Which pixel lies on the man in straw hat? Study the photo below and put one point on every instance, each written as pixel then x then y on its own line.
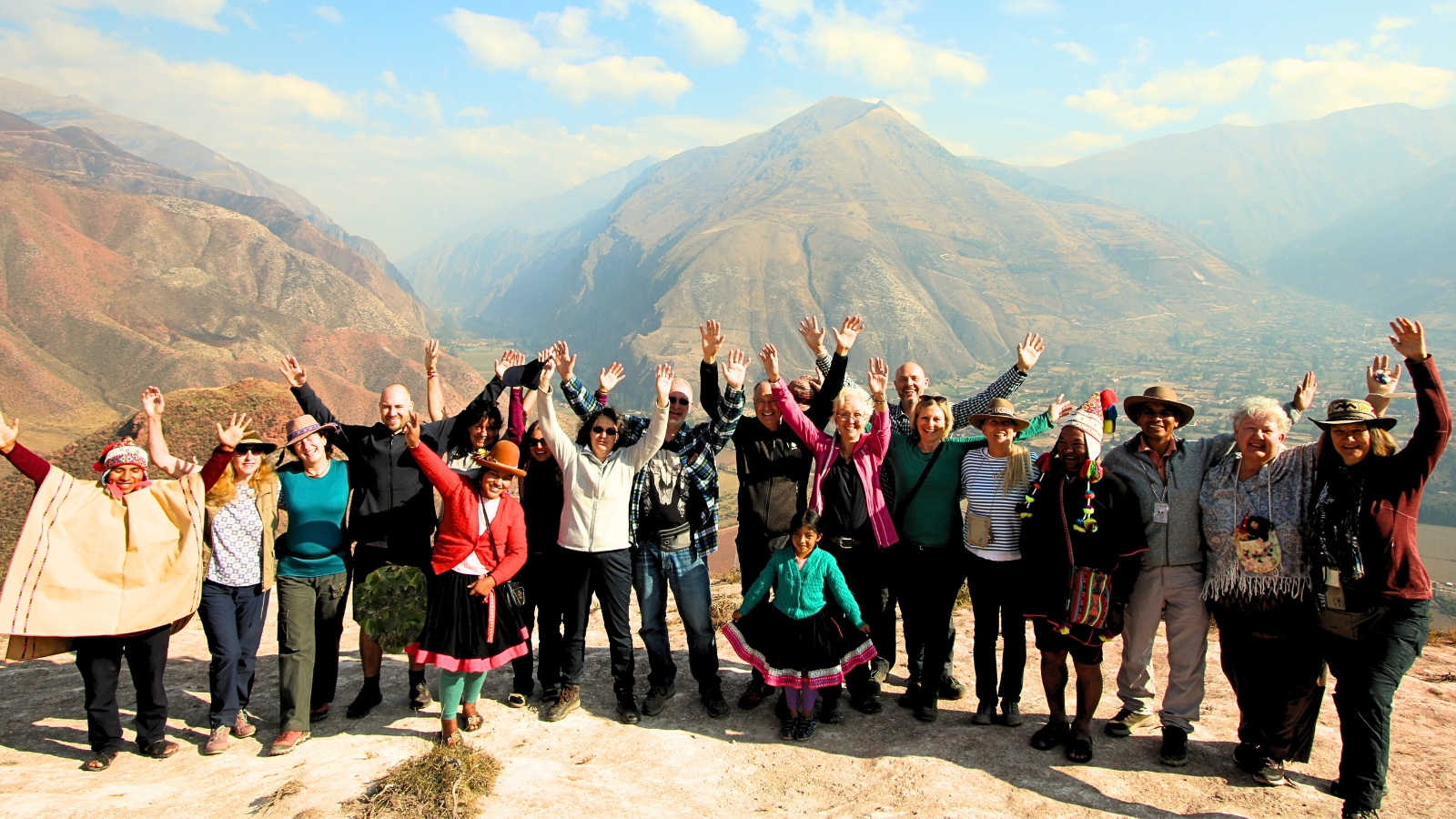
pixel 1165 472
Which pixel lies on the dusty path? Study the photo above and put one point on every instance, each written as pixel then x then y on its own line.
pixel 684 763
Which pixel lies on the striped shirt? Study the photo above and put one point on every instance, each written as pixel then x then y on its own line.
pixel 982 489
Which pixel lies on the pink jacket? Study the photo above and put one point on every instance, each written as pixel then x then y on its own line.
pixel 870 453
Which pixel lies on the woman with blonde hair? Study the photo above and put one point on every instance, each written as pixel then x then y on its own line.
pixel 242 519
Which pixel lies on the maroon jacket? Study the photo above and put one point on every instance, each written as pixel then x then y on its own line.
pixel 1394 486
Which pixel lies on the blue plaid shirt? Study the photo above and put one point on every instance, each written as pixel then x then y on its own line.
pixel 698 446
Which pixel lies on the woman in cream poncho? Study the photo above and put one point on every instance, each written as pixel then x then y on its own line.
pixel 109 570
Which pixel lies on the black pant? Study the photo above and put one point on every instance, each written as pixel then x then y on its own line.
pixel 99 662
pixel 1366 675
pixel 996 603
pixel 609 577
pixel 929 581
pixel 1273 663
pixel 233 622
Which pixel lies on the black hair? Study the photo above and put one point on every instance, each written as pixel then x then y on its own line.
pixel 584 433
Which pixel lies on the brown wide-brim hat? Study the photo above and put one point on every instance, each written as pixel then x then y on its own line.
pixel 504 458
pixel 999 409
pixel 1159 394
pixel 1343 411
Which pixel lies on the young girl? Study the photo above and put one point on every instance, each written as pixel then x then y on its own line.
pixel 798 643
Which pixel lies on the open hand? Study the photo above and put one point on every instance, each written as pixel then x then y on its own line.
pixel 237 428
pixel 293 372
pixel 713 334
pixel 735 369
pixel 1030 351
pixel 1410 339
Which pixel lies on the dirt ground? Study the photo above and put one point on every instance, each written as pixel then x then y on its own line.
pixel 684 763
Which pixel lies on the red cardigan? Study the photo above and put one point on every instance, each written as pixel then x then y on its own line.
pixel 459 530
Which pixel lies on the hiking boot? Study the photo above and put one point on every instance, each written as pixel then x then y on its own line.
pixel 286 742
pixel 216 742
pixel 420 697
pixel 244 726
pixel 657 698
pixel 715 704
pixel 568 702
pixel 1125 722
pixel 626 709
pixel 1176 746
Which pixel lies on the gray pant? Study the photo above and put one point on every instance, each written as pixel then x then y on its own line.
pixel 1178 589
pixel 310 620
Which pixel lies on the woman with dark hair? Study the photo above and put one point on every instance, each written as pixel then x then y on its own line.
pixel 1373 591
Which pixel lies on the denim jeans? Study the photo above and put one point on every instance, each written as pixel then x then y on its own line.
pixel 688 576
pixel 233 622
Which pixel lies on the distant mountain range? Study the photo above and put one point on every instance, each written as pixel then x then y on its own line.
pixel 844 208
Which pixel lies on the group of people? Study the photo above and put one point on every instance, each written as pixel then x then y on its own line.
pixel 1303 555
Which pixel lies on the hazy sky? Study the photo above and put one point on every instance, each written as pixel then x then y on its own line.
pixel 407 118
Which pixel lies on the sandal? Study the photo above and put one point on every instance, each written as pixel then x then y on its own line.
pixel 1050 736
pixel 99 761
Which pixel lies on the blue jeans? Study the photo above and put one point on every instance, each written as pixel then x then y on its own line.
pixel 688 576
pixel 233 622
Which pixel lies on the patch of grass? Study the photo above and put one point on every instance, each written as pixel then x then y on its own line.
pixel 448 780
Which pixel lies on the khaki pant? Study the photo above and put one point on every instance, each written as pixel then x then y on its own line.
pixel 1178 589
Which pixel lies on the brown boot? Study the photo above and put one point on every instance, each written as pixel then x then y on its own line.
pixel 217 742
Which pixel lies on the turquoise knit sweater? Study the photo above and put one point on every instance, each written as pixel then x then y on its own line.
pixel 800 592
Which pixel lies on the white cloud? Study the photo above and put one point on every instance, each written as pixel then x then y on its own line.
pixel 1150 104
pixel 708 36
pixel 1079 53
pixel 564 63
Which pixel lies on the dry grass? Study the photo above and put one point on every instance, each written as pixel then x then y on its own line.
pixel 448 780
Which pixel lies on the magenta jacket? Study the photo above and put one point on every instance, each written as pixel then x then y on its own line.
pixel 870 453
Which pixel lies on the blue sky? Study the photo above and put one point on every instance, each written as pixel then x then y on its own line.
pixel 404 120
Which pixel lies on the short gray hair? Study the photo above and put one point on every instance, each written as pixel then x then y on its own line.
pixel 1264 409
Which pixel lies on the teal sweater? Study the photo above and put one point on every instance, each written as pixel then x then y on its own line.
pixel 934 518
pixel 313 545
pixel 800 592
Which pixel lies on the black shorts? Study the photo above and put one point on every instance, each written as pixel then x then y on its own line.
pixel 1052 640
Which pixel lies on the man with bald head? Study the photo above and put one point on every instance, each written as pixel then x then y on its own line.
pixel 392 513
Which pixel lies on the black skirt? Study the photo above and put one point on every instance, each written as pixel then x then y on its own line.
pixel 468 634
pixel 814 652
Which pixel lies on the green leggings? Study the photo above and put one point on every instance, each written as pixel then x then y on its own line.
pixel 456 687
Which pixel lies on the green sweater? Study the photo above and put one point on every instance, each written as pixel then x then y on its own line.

——

Task to carry out:
Could you retype all the entries exactly, skipping the pictures?

Output of the task:
Which pixel lies on the man in straw hat? Study the photo below and put one point on every instance, each written as pixel then x then y on its own line.
pixel 1165 472
Which pixel lies on the dusty path? Study the photo above and put one point on every instance, each written as pixel then x then y on its own line.
pixel 684 763
Which pixel lies on the striped shirt? Study the photo above and put one point on every instance, each written as pixel then x then y on its own line.
pixel 982 489
Which pixel lies on the pink jacket? Study the photo above and put one point on every instance, each written as pixel then x then y on its own line.
pixel 870 453
Which pixel lies on the woman with blonde hair? Study the photo above and put one point on every instance, each written as pixel then x then y on its own line.
pixel 242 519
Which pixel lies on the maroon jacket? Study the photo above and put one point on every instance, each written as pixel then x then y on its own line.
pixel 1394 486
Which pixel lies on the blue plaid shirt? Study the photo above and put one point on every instance, each written as pixel then x then y on its own line.
pixel 698 446
Which pixel lies on the woman in cream poncho? Study the photo above and put one point on every instance, each written as pixel then x then y on its own line.
pixel 109 570
Which pixel lies on the black pant? Study the photo above and put one point on every instance, each written as pixel then x then y on its own line.
pixel 99 662
pixel 1366 675
pixel 996 603
pixel 609 577
pixel 929 581
pixel 1273 663
pixel 233 622
Which pixel lies on the black hair? Study the photo above and put one point on every instance, each written as pixel then x then y on its own line.
pixel 584 433
Which pixel lies on the brown wide-brim hat? Study the photo above and put one point on every instance, each written as pixel then x then y on its own line.
pixel 504 458
pixel 999 409
pixel 1159 394
pixel 1343 411
Which pixel lies on the young girl? Study the photo above and put one point on every instance, each written as pixel then x then y on its own line.
pixel 798 643
Which pixel lies on the open hand? Study the photo above and put one point on every instance, each written as pixel then x then y on its own line.
pixel 237 428
pixel 293 372
pixel 713 334
pixel 735 369
pixel 1030 351
pixel 1410 339
Which pixel lies on the dirt ground? Study the photo above and put one point on every instance, each written as pixel then x then y on its own line.
pixel 684 763
Which pixel lies on the red cardigan? Study the photo above and put one point on every instance, each written as pixel then x then y on its own line.
pixel 459 530
Which pixel lies on the hiking boot? Study the photo above and put one point on every instance, each written as pixel then x then y on its own line.
pixel 286 742
pixel 216 742
pixel 420 697
pixel 244 726
pixel 657 698
pixel 715 704
pixel 568 702
pixel 1125 722
pixel 626 709
pixel 1176 746
Which pixel lies on the gray pant? Study the photo above and put one point on every instance, each written as pixel then x then y on its own line.
pixel 1178 589
pixel 310 620
Which pixel lies on the woman with dark hair? Study the photo above and put one point on every instance, each written as pixel then x then y on its own line.
pixel 1373 591
Which pixel lies on the denim jeans? Study the photo above and put one point on every instance, each written as pixel then x then y on its own line.
pixel 688 576
pixel 233 622
Which pixel lies on the distant mountain range? Study the photo above and put one point on every instance, each written as pixel then x then y on its own line.
pixel 844 208
Which pixel lies on the group of people? Study the photo above and put one point on every instance, each written as pixel then x then y on its own line.
pixel 1303 555
Which pixel lies on the hazy sky? Study the photo above and put one point on every instance, each written as pixel then x then y on its own line.
pixel 407 118
Which pixel lies on the sandal? Study the photo above and put one point on every instance, each written as pixel then x then y on its own line.
pixel 1050 736
pixel 99 761
Which pixel lies on the blue jeans? Study the photo above and put one point on every instance, each written as pixel then x then y on its own line.
pixel 688 576
pixel 233 622
Which pixel lies on the patch of grass? Study the photo above and put one point on every instance, each written as pixel then x then y on its own line.
pixel 448 780
Which pixel lies on the khaki pant? Study the photo above and put one point on every instance, each written as pixel then x then y on its own line.
pixel 1178 589
Which pixel lies on the brown boot? Study the photo above and put one point on every instance, each written as pixel then x then y on its own line.
pixel 217 742
Which pixel lies on the turquoise knit sweater? Study the photo above and put one point on every instance, each written as pixel then x then y on its own line.
pixel 800 592
Which pixel lies on the white cloud? Study the photo above and put one point on every instance, each written as pixel then x then y on its own line.
pixel 1150 104
pixel 708 36
pixel 1079 53
pixel 564 63
Which pixel lies on the dry grass? Study the photo above and put one point on every instance, each written as pixel then x then y on its own line.
pixel 448 780
Which pixel lies on the magenta jacket? Study the photo above and put one point on every instance, each written as pixel then x then y on its own line.
pixel 870 453
Which pixel lies on the blue sky? Study the photo above and put one point on every instance, each written as pixel then x then y on its own line.
pixel 404 120
Which pixel lies on the short gray hair? Study the photo above and put one point on every instance, each written as pixel then x then y on its own line.
pixel 1264 409
Which pixel lies on the teal sweater? Study the photo above and put one point on every instance, each written as pixel then x then y on its own line.
pixel 934 518
pixel 313 545
pixel 800 592
Which pixel lies on the black shorts? Study the photo above and put one point on every instance, each written as pixel then x then y on its own line.
pixel 1052 640
Which pixel lies on the man with bald head? Study the photo above and put one point on every instance, each written as pixel then x then y on its own line.
pixel 392 513
Which pixel lies on the black skirt? Study the photo above and put one point on every instance, each written as pixel then x then y on its own line.
pixel 468 634
pixel 814 652
Which pixel lies on the green leggings? Study the photo above and put one point on every instance, each written as pixel then x then y on its own line.
pixel 456 687
Which pixel lies on the green sweater? Study the photo above and put one point on every instance, each written as pixel then x then y on its own line.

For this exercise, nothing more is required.